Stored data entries
::::::::::

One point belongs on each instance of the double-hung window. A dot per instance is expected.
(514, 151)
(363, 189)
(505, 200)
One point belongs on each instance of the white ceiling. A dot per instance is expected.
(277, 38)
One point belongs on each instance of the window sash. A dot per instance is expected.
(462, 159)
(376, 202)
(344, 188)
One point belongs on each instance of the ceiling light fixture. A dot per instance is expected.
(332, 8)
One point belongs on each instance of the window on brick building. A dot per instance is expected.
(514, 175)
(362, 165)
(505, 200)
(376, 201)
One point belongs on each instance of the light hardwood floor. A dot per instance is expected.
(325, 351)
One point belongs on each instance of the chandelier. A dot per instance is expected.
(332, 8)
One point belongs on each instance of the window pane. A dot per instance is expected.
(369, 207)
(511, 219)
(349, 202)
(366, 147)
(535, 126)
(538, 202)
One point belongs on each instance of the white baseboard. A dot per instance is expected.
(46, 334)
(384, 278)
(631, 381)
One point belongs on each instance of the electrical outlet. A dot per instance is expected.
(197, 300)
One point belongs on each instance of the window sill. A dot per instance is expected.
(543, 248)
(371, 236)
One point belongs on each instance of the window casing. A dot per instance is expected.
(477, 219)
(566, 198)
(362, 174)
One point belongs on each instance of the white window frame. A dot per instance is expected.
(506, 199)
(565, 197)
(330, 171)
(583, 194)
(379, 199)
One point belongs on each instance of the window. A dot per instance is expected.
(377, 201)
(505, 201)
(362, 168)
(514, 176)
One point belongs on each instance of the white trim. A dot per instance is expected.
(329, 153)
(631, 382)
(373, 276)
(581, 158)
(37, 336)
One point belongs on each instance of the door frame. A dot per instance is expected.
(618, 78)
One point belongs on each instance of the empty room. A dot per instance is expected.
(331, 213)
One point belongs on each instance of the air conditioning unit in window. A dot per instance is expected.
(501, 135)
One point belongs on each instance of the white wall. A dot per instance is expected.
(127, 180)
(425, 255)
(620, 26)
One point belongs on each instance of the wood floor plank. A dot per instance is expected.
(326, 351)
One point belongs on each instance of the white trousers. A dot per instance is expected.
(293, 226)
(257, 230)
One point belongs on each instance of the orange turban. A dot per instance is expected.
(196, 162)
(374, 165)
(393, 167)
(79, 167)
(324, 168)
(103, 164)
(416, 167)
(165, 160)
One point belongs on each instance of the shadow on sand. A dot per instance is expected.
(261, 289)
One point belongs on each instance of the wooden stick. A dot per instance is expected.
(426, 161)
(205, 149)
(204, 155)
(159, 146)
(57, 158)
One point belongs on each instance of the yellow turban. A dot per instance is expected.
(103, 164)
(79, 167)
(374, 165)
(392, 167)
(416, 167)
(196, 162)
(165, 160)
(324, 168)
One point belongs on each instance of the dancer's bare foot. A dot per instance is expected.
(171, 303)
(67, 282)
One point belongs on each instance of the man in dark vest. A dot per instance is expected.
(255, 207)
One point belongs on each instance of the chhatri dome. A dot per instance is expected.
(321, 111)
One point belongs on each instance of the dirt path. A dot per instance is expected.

::::::::::

(Problem details): All of the entries must be quoted exactly; please include each one.

(Result for this exercise):
One point belongs on each instance of the double-hung window. A dot per instance is expected.
(514, 151)
(363, 189)
(505, 200)
One point belongs on each instance of the white ceiling. A dot per instance is expected.
(277, 38)
One point belongs on each instance of the window sash. A dot per instance is expected.
(462, 159)
(376, 202)
(344, 188)
One point belongs on each instance of the ceiling light fixture. A dot per instance is expected.
(332, 8)
One point belongs on each instance of the window on brick building. A dot per instance is expected.
(514, 175)
(362, 165)
(505, 200)
(376, 201)
One point belongs on each instance of the light hardwood floor. A dot per instance is expected.
(325, 351)
One point belongs on each instance of the chandelier. A dot per instance is expected.
(332, 8)
One point belongs on each instance of the window pane. A dot per instance is expected.
(369, 207)
(511, 219)
(349, 202)
(366, 147)
(535, 126)
(538, 202)
One point belongs on each instance of the white baseboard. A dot per instance is expected.
(46, 334)
(384, 278)
(631, 381)
One point belongs on each instance of the electrical outlet. A dot per instance is expected.
(197, 300)
One point belongs on each instance of the window sill. A dot per instance is expected.
(543, 248)
(371, 236)
One point belongs on each instance of the window casing. A dot per instance is expected.
(477, 219)
(566, 198)
(362, 174)
One point belongs on each instance of the white window frame. A dot per instance is expected.
(506, 199)
(565, 197)
(330, 171)
(583, 194)
(379, 199)
One point belongs on each instance of the window. A dot per instance is expected.
(377, 201)
(505, 201)
(362, 168)
(514, 176)
One point belongs on each instance of the white trim. A dot per instance is expected.
(329, 153)
(631, 382)
(373, 276)
(581, 158)
(37, 336)
One point belongs on each instance of the door frame. A dot per instance is expected.
(618, 78)
One point belongs on each instance of the empty room. A dot per instance is expected.
(331, 213)
One point belongs on each instance of the air conditioning unit in window. A dot per instance is expected.
(501, 135)
One point belongs on each instance of the white wall. A dot per instance is expected.
(127, 180)
(425, 255)
(620, 26)
One point belongs on each instance of the wood floor plank. A dot per instance is expected.
(326, 351)
One point belongs on each instance of the white trousers. A dot per instance is expected.
(293, 226)
(257, 230)
One point belongs on each instance of the orange turban. A dot per instance is expected.
(196, 162)
(374, 165)
(393, 167)
(79, 167)
(324, 168)
(103, 164)
(416, 167)
(165, 160)
One point belongs on each instance of the shadow on sand. A dot per instance is expected.
(261, 289)
One point belongs on each instance of the wooden stick. A dot per instance is expected.
(426, 161)
(205, 149)
(204, 155)
(159, 146)
(57, 158)
One point belongs on each instance of the yellow turban. A dot per instance is expected.
(103, 164)
(79, 167)
(374, 165)
(392, 167)
(416, 167)
(196, 162)
(165, 160)
(324, 168)
One point belongs on each instance of the dancer's bare foot. A dot per instance is expected.
(171, 303)
(67, 282)
One point belongs on each instance of the man in dark vest. A dot per instance is expected.
(255, 207)
One point belongs on each instance of the chhatri dome. A dot per instance is expected.
(321, 111)
One point belongs on each instance of the dirt path. A dot per instance is expected.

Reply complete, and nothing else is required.